Rewrite all of the data below, replacing every instance of "one point per instance" with "one point per object" and keeping everything else unchanged.

-- START Material supplied --

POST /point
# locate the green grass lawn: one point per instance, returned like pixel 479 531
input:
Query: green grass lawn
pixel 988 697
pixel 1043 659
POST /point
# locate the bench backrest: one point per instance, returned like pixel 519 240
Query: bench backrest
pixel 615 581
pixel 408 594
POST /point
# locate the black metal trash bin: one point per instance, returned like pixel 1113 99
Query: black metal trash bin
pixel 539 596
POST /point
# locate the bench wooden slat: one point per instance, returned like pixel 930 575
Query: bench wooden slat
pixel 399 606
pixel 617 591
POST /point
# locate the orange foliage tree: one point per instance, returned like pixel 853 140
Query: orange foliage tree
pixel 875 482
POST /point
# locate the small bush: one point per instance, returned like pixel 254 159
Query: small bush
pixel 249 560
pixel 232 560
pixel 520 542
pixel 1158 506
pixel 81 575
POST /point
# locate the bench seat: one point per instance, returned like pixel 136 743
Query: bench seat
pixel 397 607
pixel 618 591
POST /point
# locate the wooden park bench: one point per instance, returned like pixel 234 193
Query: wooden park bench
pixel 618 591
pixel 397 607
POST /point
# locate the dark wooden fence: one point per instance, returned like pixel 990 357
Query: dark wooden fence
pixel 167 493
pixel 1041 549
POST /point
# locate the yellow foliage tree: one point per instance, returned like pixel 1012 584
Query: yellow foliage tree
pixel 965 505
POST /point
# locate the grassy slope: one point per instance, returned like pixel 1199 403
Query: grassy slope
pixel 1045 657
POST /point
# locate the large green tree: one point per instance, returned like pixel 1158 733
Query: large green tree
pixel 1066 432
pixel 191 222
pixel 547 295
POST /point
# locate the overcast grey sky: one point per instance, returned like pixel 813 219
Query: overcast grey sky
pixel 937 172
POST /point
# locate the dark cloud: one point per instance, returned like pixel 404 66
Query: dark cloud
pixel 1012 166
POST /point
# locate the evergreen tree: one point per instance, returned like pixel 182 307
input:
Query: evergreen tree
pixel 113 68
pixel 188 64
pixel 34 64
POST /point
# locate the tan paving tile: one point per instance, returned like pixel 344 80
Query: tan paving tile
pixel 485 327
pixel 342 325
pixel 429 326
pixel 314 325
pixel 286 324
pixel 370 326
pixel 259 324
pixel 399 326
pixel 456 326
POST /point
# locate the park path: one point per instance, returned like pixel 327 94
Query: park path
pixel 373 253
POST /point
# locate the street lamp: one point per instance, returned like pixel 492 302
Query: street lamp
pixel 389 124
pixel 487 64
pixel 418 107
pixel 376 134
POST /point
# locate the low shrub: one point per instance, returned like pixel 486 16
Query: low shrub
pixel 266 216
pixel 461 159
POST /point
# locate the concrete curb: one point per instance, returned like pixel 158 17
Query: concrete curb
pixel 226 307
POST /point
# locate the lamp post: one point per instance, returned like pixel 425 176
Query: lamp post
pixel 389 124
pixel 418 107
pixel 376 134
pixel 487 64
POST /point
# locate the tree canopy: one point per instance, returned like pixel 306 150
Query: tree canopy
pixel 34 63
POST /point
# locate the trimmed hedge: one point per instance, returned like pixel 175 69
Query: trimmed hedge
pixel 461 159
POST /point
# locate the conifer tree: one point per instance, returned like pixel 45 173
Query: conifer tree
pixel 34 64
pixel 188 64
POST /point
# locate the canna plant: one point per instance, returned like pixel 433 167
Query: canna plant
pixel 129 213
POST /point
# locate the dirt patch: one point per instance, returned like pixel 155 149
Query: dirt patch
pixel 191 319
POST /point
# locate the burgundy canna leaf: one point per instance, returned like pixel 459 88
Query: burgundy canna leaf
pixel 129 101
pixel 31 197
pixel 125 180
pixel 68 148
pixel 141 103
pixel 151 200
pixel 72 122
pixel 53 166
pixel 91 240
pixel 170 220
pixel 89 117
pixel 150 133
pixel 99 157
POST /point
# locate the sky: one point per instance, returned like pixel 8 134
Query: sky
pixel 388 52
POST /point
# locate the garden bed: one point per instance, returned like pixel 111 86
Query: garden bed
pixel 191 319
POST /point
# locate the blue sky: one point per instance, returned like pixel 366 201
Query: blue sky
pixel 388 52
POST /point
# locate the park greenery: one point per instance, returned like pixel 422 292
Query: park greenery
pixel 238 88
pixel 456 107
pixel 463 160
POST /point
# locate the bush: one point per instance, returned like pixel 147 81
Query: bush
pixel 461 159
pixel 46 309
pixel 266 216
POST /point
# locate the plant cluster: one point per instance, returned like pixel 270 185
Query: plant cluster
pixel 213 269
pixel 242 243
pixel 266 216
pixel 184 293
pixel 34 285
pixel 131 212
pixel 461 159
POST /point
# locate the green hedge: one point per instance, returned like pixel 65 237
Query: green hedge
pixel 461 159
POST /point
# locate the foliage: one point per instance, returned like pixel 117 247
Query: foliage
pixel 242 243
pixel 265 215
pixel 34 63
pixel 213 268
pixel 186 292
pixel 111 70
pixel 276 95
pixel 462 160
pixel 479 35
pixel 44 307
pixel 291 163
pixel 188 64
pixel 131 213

-- END Material supplied --

### Solution to this exercise
POST /point
# locate the green grass lawn: one point per object, returned like pixel 479 531
input:
Query: green grass lawn
pixel 988 697
pixel 1043 659
POST /point
# locate the bench backrest: one point per object, returned like pixel 519 240
Query: bench backrest
pixel 615 581
pixel 408 594
POST /point
# locate the black metal trash bin: one point per object, returned like pixel 1113 99
Query: black metal trash bin
pixel 539 596
POST /point
# locate the bench wooden slat: one point per object, returned like pixel 930 575
Query: bench wooden slat
pixel 399 606
pixel 617 591
POST /point
# locate the orange foliage tree: one point per object, returned like pixel 853 140
Query: orange foliage tree
pixel 875 482
POST /point
# locate the small bush: one point per object, returned like pixel 254 159
Query: small bush
pixel 249 560
pixel 232 560
pixel 520 542
pixel 1158 506
pixel 81 575
POST /point
# locate the bench seat: one point per object, returned like pixel 136 743
Query: bench seat
pixel 397 607
pixel 618 591
POST /point
# locate the wooden park bench: one point per object, returned like pixel 234 193
Query: wooden park bench
pixel 618 591
pixel 397 607
POST /point
# locate the dark wooden fence: one point per object, returned like pixel 990 357
Query: dark wooden fence
pixel 167 493
pixel 1041 549
POST /point
# locate the yellow foliage tree: one point per object, returned like pixel 1012 584
Query: yellow foliage tree
pixel 965 505
POST /point
# locate the grassy slope: one point per object, returned like pixel 1199 403
Query: grassy slope
pixel 1045 657
POST /point
# locate the large green tree: one point per object, returned like pixel 1158 733
Query: large green tree
pixel 1066 432
pixel 191 222
pixel 547 295
POST /point
# locate the overcast grey sky: one point per object, returned like pixel 813 219
Query: overcast grey sky
pixel 937 172
POST /point
# locate the dark cloud: one point per object, returned like pixel 404 66
Query: dark cloud
pixel 1012 166
POST /point
# locate the evergreen tree: one point per object, returned like pixel 182 307
input:
Query: evergreen tree
pixel 113 68
pixel 188 64
pixel 34 64
POST /point
# locate the tan paving tile: one point per object, returned like pixel 344 80
Query: tan paving tile
pixel 485 327
pixel 342 325
pixel 429 326
pixel 314 325
pixel 286 324
pixel 370 326
pixel 259 324
pixel 399 326
pixel 456 326
POST /point
# locate the park path: one point per object, returned like pixel 327 94
Query: park path
pixel 373 253
POST /point
# locate the street lamp: one point per object, returned like pixel 492 302
Query: street lamp
pixel 389 124
pixel 487 64
pixel 418 107
pixel 376 134
POST /point
# locate the low shrub: one point per object, returned like pixel 486 16
Query: low shrub
pixel 266 216
pixel 461 159
POST /point
# locate the concrete curb: one point per object, returned like pixel 158 17
Query: concrete curb
pixel 226 307
POST /point
# locate the lamp post: one point per object, returned like pixel 425 176
Query: lamp post
pixel 389 124
pixel 418 107
pixel 376 134
pixel 487 64
POST /point
# locate the tree canopy: one point per object, returned like pixel 306 150
Query: tree canopy
pixel 34 63
POST /point
# locate the trimmed hedge: one point per object, returned like pixel 175 69
Query: trimmed hedge
pixel 461 159
POST /point
# locate the conifer tree: one point per object, returned like pixel 45 173
Query: conifer tree
pixel 34 64
pixel 188 64
POST /point
# locate the canna plant: one point per object, returned like pixel 433 167
Query: canna plant
pixel 129 213
POST /point
# locate the dirt patch: one point per object, returned like pixel 155 149
Query: dirt patch
pixel 191 319
POST /point
# locate the burgundy canna leaf: one point per object, returned like pixel 459 88
Query: burgundy canna leaf
pixel 129 101
pixel 31 197
pixel 125 180
pixel 68 148
pixel 141 103
pixel 151 200
pixel 72 122
pixel 53 166
pixel 91 240
pixel 170 220
pixel 89 117
pixel 150 133
pixel 99 157
POST /point
# locate the sky: one point per object, returned like pixel 8 134
Query: sky
pixel 388 52
POST /point
# locate the garden bed: one point per object, returned like pixel 111 86
Query: garden bed
pixel 191 319
POST /point
# locate the blue sky: one point per object, returned like pixel 366 201
Query: blue sky
pixel 388 52
POST /point
# locate the park greenery: one point per object, returned like pixel 422 292
Query: park greenery
pixel 238 88
pixel 456 107
pixel 463 160
POST /point
# locate the bush: one point per object, returned like pixel 147 81
Query: bush
pixel 461 159
pixel 46 309
pixel 266 216
POST /point
# locate the plant cluster: one point per object, returned like pixel 270 185
Query: plant cluster
pixel 213 269
pixel 242 243
pixel 266 216
pixel 184 293
pixel 34 285
pixel 131 212
pixel 461 159
POST /point
# locate the green hedge: one point per object, returned like pixel 65 237
Query: green hedge
pixel 461 159
POST /point
# locate the foliage: one point per object, returned like pixel 117 247
Query: foliage
pixel 242 243
pixel 265 215
pixel 34 63
pixel 213 268
pixel 186 292
pixel 111 70
pixel 276 95
pixel 462 160
pixel 479 35
pixel 44 307
pixel 291 163
pixel 188 64
pixel 131 213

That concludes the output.